All that is wanted is an exact copy of the line containing "Target: drooping cable" and the lines after it, through the end of the records.

| MATERIAL FOR THE TASK |
┌──
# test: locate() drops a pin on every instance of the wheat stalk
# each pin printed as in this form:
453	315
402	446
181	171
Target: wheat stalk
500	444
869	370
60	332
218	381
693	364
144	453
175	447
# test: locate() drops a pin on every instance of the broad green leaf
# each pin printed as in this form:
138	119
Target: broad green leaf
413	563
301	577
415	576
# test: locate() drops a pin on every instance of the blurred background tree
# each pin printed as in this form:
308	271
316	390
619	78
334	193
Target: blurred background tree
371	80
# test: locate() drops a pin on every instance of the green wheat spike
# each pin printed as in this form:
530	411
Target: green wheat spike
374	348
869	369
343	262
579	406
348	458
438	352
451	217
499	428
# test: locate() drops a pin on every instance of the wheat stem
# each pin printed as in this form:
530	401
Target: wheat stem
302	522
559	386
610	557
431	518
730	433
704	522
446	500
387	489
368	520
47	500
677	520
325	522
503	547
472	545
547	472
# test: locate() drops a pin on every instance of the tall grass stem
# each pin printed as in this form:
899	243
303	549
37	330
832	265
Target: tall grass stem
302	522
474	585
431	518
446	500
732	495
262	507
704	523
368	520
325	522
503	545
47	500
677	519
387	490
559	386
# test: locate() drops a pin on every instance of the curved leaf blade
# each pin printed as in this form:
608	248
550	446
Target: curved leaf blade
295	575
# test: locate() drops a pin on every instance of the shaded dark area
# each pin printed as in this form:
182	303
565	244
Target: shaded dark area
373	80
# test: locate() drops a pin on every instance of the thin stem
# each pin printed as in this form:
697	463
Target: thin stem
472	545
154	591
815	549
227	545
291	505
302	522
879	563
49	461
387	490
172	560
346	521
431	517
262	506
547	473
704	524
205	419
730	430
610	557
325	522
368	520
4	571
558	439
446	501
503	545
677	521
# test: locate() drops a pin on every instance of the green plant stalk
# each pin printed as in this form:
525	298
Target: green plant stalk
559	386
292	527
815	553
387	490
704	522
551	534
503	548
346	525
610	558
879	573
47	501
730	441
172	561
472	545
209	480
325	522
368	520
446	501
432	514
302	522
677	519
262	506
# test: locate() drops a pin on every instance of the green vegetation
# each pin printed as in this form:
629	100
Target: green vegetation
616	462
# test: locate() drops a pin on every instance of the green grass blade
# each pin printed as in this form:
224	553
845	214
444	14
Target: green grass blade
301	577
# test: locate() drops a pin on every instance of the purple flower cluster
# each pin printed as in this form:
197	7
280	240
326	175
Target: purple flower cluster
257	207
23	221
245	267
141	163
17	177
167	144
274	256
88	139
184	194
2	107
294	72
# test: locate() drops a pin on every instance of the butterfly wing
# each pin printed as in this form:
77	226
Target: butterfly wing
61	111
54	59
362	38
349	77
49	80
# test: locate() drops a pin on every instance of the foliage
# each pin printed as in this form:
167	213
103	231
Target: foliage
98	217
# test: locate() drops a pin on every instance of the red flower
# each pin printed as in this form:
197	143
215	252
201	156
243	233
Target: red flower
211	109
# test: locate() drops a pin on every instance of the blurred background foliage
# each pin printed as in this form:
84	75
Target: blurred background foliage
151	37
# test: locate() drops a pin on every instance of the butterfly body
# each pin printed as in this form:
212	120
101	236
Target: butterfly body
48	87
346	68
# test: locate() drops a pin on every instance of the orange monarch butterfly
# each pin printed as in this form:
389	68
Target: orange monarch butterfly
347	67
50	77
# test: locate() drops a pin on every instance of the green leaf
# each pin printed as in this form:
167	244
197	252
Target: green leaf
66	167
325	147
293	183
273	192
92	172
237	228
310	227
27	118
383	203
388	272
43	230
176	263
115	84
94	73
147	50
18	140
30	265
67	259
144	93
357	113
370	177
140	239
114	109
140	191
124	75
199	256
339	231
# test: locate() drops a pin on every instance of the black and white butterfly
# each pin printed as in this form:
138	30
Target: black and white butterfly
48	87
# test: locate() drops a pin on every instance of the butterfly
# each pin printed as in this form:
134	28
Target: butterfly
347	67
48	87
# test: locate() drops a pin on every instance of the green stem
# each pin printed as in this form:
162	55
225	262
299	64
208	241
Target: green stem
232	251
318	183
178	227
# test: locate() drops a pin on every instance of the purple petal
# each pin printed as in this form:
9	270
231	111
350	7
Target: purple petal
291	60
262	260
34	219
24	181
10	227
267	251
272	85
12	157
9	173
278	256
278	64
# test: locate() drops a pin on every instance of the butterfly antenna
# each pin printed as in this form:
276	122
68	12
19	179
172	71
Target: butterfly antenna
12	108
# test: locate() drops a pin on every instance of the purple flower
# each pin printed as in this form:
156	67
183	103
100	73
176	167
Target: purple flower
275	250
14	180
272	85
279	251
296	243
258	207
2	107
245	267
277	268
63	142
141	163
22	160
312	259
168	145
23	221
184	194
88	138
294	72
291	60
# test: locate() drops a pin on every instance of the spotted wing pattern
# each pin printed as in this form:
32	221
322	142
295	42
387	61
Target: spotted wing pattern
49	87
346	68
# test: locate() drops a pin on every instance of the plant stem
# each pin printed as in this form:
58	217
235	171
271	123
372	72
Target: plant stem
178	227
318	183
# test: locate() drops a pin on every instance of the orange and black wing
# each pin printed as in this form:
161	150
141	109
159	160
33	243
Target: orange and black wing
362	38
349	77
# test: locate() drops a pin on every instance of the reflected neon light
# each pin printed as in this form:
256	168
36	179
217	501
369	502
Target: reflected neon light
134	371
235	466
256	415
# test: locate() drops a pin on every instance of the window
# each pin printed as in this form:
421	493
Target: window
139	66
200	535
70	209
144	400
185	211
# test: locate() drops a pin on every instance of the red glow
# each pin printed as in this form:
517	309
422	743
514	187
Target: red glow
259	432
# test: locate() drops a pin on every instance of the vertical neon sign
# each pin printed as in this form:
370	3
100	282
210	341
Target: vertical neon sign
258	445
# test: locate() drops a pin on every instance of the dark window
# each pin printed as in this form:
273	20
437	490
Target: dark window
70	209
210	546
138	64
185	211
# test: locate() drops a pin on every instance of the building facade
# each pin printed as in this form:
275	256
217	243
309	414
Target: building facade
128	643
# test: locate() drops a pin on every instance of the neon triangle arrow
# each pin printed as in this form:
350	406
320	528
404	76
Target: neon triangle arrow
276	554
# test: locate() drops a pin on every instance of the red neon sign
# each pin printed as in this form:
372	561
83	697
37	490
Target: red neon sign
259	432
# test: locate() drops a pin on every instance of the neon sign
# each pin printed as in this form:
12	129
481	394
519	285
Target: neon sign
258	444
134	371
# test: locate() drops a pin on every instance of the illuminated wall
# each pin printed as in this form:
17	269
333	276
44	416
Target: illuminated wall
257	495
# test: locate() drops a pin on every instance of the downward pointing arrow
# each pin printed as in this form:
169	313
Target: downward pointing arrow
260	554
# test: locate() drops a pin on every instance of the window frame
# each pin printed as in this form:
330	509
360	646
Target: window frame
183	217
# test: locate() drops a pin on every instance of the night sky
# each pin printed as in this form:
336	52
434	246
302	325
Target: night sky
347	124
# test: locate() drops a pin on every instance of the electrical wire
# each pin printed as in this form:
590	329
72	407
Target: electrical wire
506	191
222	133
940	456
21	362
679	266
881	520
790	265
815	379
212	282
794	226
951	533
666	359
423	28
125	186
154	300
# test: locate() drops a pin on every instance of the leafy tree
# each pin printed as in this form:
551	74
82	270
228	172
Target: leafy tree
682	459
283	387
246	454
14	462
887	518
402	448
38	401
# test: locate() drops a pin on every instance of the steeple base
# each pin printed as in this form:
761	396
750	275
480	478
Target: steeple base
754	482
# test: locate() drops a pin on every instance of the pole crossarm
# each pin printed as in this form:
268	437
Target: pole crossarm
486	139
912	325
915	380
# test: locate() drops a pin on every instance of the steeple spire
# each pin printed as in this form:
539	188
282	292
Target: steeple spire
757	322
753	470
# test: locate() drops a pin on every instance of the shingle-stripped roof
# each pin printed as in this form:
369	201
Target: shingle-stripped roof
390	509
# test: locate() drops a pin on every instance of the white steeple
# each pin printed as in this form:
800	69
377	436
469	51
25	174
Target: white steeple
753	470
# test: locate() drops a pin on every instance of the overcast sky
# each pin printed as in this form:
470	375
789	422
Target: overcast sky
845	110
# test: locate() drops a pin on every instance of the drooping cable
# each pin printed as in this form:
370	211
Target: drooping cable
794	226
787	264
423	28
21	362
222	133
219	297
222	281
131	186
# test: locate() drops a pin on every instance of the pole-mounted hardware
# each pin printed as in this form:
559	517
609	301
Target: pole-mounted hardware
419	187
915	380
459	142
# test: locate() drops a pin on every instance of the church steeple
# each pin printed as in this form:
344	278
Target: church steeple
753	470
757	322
└──
| TASK OUTPUT |
Target: drooping cable
794	226
787	264
423	28
21	362
222	133
219	297
222	281
131	186
# test: locate() drops a pin on every instance of the pole-mounted hardware
# each pin printed as in this form:
559	517
609	301
Target: pole-mounted hardware
419	187
915	380
459	142
# test: locate() drops a pin on every instance of the church steeple
# each pin printed as in this form:
344	278
Target: church steeple
753	470
757	322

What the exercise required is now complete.